** À FAIRE **
- 1) Recopiez fidèlement un passage du texte sur Theodora : commencez aux mots « Cette industrie n’est » et arrêtez-vous après « récupérer son dû. ».
- 2) Répondez brièvement à ces questions sur le texte consacré à Theodora :
(a) À quelle place du Top Albums le projet de 13 titres est-il entré lors de sa première semaine ?
(b) Avec quel artiste Theodora a-t-elle collaboré sur melodrama ?
(c) Jusqu'à quelle compétition sa passion pour le judo l'a-t-elle menée ?
- 3) Prolongez le texte sur Theodora au-delà de sa dernière phrase.

Paru le 1er novembre, ce projet de 13 titres réalise une modeste première semaine, entrant à la 119 ème place du Top Albums avec 563 équivalent ventes, un chiffre alors largement porté par le succès de KONGOLESE SOUS BBL. Treize mois plus tard, transformé en MEGA BBL après avoir été réédité en mai dernier, il se classe parmi les 4 plus gros succès de l’année en France selon le Syndicat national de l’édition phonographique.
Outre ses propres titres, Theodora se révèle l’ingrédient secret sur ceux des autres : melodrama, sa collaboration avec disiz, caracole en tête des ventes depuis plus de deux mois. Elle est désormais l’artiste féminine francophone la plus écoutée du pays en 2025, selon des données Luminate consultées par Billboard France, après avoir escaladé un à un les échelons de la liste depuis janvier.
Cette industrie n’est pas anti-filles, elle est anti-femmes. Elle adore les petites filles dociles, les poupées, mais pas la femme qui vient récupérer son dû.
La genèse
Avant la musique, il y a une première passion pour le judo qui l’emmènera jusqu’aux championnats de France. “C’était une version de moi que je n’aurais pas pu atteindre.”, se souvient-elle.

** LIGNES DE DONNÉES **
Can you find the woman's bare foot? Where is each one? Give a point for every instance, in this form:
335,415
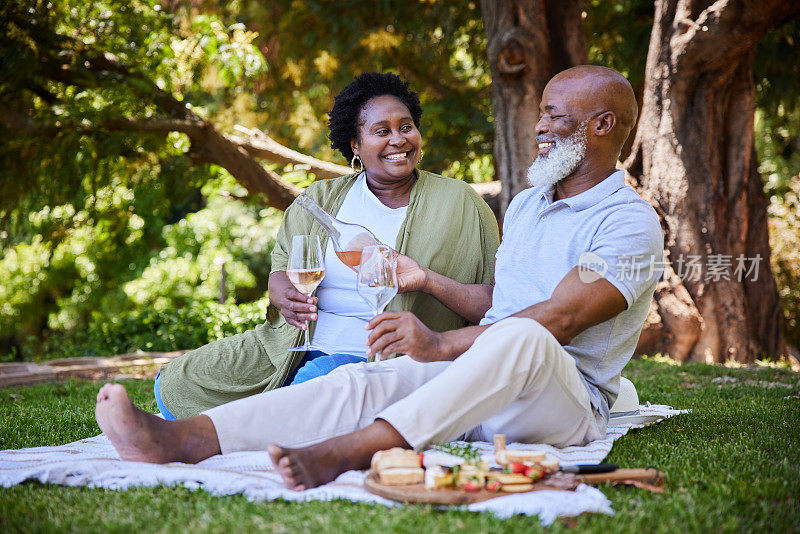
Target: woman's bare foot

** RÉPONSES SUCCESSIVES **
- 1)
Cette industrie n’est pas anti-filles, elle est anti-femmes. Elle adore les petites filles dociles, les poupées, mais pas la femme qui vient récupérer son dû.

- 2)
(a) À la 119e place.
(b) Avec disiz.
(c) Jusqu'aux championnats de France.

- 3)
“Je suis atteinte du syndrome de douleur polykystiques (SOPK), qui provoque des troubles hormonaux et physiques. Au judo, il y a cette notion de poids. Moi, j’étais jamais au poids, toujours trop légère ou trop lourde. Ça me rendait terriblement malheureuse, parce que ça bloquait mon évolution et que je n’arrivais pas à le maîtriser. J’arrivais à des compétitions avec 4 kilos en moins, je compensais en buvant énormément d’eau mais je m’évanouissais pendant les échauffements et je vomissais l’eau que j’avais bue. 10 minutes après, j’étais en combat.”
Son bac en poche, elle s’oriente vers une prépa en droit-économie, qu’elle interrompt pour se consacrer à la musique. “Je vois souvent des gens prendre un biais classiste pour me défendre en s’appuyant sur cette prépa, mais… Je l’ai jamais finie. J’ai fait, quoi, 1 an ? Même pas, plutôt 6 mois. Et pourtant, ça ne m’enlève pas de crédit sur plein d’autres choses.”

Combinaison Manon Vaudry, collier Rosalie Bernard, bracelet Mele + Marie, bagues Hugo Kreit.
Une artiste politique ?
Quand Jordan Bardella, l’un des visages du parti d’extrême droite français Rassemblement national, utilise l’un de ses titres sur les réseaux sociaux, la chanteuse n’hésite pas à l’interpeller publiquement.
“Lorsque tu deviens connue, tes paroles ont un poids”, explique-t-elle. “Parfois aussi, notre pouvoir réside dans le fait de relayer des informations, plutôt que de prendre la parole sur des sujets que l’on ne maîtrise pas assez, sur lesquels des gens travaillent déjà tous les jours.”
Certains voient dans son passage par le conseil régional des jeunes de Bretagne, dont elle devient par la suite présidente de la commission culture, une volonté de carrière politique. “C’était plus une manière d’ouvrir la porte aux revendications qu’une institution”, réfute-t-elle. “On voulait nous apprendre le pouvoir citoyen, à quel point on avait un rôle à jouer dans le futur. Je ne sais pas combien de gens qui y étaient sont de droite aujourd’hui, mais il doit y en avoir très peu.”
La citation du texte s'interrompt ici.